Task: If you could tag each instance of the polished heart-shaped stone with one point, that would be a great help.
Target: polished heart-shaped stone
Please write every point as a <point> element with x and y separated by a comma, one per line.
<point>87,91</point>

==

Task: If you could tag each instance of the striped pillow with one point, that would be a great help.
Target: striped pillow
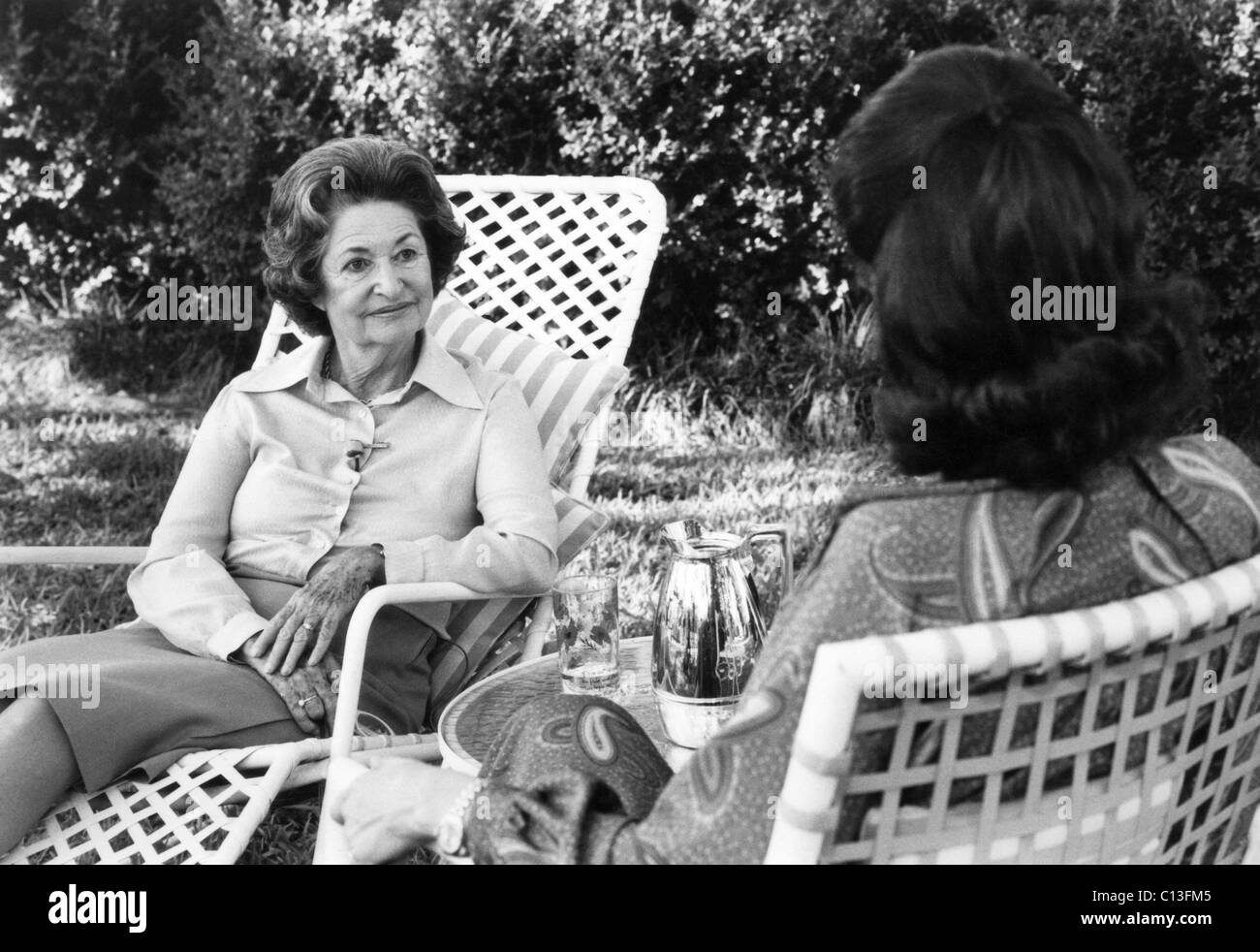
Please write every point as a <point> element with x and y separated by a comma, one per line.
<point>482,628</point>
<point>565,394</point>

--

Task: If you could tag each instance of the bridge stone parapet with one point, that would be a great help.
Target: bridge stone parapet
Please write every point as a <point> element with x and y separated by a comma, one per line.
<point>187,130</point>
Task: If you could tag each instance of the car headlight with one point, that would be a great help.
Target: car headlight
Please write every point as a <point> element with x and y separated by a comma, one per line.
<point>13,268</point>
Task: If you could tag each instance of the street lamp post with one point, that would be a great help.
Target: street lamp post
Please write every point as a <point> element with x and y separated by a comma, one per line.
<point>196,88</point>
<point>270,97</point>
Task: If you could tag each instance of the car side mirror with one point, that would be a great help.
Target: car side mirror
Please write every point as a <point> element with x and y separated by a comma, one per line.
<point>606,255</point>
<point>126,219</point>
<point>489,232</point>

### [Exercise]
Wherever "that" occurs in the entries above, copy the line it sits on.

### [Answer box]
Task: If you could tag each instance of the polished heart-shaped stone with one point, that would be a great help.
Task: If you could tag each instance of the striped pillow with one point, that would be a great help.
Task: If you could tag each instance of the bridge stone parapet with one point, that would be a great help.
Task: If you could tag each instance of the car headlight with one point, that would be a great help.
Task: If you could tag each instance of the street lamp post with one point, that would be a great help.
Task: If you could tag each instance of the car side mirror with one point, that would be a great help.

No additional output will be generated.